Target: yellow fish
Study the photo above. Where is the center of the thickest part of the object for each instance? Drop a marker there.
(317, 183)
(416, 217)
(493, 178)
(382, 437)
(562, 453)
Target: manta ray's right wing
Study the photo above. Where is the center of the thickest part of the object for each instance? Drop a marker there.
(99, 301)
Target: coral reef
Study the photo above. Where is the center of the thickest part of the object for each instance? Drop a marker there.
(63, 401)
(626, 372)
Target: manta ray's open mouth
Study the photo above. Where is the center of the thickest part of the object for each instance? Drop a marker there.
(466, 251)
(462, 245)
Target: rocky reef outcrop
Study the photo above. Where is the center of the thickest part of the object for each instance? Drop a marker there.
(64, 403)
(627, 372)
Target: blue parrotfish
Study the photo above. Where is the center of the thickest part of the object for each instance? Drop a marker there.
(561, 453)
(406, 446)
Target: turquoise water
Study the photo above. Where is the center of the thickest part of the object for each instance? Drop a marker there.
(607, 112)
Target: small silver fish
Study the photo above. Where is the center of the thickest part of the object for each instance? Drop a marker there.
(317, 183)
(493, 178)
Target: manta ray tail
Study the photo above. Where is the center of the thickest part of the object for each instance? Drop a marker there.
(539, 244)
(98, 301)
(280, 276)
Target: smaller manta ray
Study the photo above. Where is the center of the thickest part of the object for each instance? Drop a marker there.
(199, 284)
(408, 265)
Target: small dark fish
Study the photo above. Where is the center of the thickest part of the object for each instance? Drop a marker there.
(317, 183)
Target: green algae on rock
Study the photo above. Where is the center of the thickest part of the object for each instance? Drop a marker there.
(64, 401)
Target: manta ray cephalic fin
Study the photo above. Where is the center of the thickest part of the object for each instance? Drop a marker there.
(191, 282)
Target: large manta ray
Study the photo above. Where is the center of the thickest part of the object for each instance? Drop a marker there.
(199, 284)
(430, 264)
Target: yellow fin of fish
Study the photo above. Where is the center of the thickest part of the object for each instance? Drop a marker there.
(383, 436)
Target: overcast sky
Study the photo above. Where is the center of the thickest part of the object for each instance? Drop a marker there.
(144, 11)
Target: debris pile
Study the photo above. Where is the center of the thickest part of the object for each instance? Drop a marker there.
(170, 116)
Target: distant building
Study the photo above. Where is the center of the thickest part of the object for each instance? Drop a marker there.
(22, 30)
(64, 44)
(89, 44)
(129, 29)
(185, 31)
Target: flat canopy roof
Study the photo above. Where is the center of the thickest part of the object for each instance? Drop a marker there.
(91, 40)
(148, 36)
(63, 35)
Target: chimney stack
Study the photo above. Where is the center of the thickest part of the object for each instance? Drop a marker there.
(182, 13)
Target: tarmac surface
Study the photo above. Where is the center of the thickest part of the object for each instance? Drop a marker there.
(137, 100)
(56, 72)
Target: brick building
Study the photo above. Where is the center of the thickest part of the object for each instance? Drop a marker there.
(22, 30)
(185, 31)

* * * * * * * * *

WHAT IS NEEDED —
Please output the complete data exactly.

TASK ANSWER —
Target: yellow fish
Study the photo above. Where is the center of the thickest part of the object for each instance? Drop a marker there.
(317, 183)
(416, 217)
(493, 178)
(382, 437)
(562, 453)
Target: manta ray's right wing
Study the photo above. Where is the center of the thickest part of the object for each instance? Drop a marker there.
(99, 301)
Target: coral reef
Study the photo above. Where is the center of the thickest part of the object for each instance? Drop a marker there.
(63, 401)
(626, 372)
Target: manta ray's open mouth
Study the photo above. Where is the center of the thickest part of the object for each instance? Drop a marker there.
(466, 251)
(462, 245)
Target: rocky reef outcrop
Study the photo above. Where is the center of the thickest part of the object for each instance? Drop a marker there.
(64, 403)
(627, 372)
Target: blue parrotfish
Study the photo above. Where is the center of the thickest part of the object for each instance? Drop a marker there.
(561, 453)
(406, 446)
Target: turquoise water
Study the photo above. Where is the center of the thickest part of the object for each instance? Drop a marker there.
(607, 112)
Target: small silver fish
Study the photo above. Where is the center of the thickest part of the object for each instance? Drop a marker there.
(317, 183)
(493, 178)
Target: manta ray tail
Study the photo above. Where is the center of the thickest part of the object for each instance? Drop a marker there.
(539, 244)
(98, 301)
(280, 276)
Target: smaller manta ray
Study the photo above. Where is the center of the thickest part of the object for each instance? Drop a marker there.
(199, 284)
(408, 265)
Target: small dark fish
Study the photo above. Where is the center of the thickest part of the object for each instance? Drop a marker there.
(317, 183)
Target: green algae on rock
Study the photo above. Where is the center of the thickest part of the object for each instance? Drop a marker there.
(64, 401)
Target: manta ray cephalic fin
Study the photo above. Where is the center of the thickest part of the object for each instance? Drop a marker there.
(191, 282)
Target: large manta ray
Study the photo above. Where is the center of the thickest part of the object for each instance? Drop a marker there.
(199, 284)
(430, 264)
Target: yellow fin of fish
Study the photo above. Where is the center of the thickest part of the object for each instance? Drop a marker there.
(383, 436)
Target: overcast sky
Study the photo above. Where is the center of the thickest part of the object for each instance? Drop a marker there.
(144, 11)
Target: debris pile
Study the photo above. Where is the center of the thickest part of the object for each instance? Drop a marker there.
(170, 116)
Target: distant building
Study the photo above. Where is the center of the thickest part of the object for each instance? Drop a marker there.
(22, 30)
(64, 44)
(89, 44)
(129, 29)
(185, 31)
Target: flat canopy roof
Study the photo above. Where is the center of the thickest part of the object for each instance? Drop a marker there.
(91, 40)
(148, 36)
(63, 35)
Target: chimney stack
Study the photo above. Where is the center of the thickest part of the object for each instance? Drop a marker there.
(182, 13)
Target: tarmac surface
Study the photo above. Where is the center of the thickest part of the object for each instance? Drop a marker there.
(137, 100)
(56, 72)
Target: brick building
Study the photo above. Where is the center of the thickest part of the object for each instance? Drop a marker there.
(22, 30)
(185, 31)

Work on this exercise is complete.